### TASK DATA

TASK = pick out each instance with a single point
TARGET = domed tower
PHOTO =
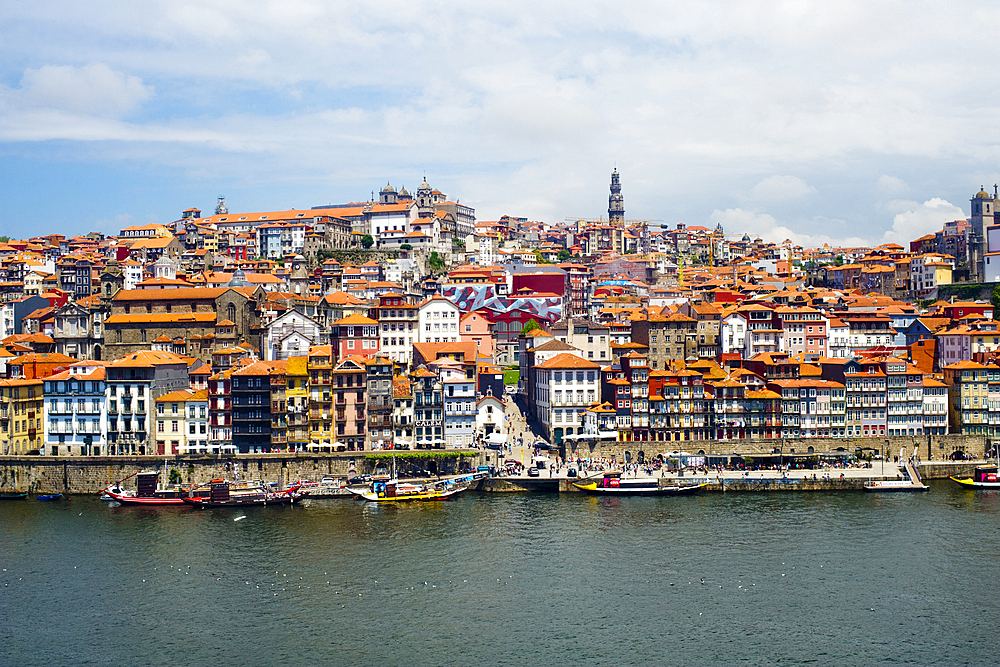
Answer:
(387, 195)
(983, 211)
(298, 278)
(425, 202)
(616, 203)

######

Would you write out all of the records exactly, omitting the pictures?

== RESPONSE FOR THIS EXERCISE ==
TASK = pick out each instance with a single point
TARGET = domed tower
PHOTO =
Answer:
(387, 195)
(983, 211)
(298, 278)
(425, 202)
(616, 203)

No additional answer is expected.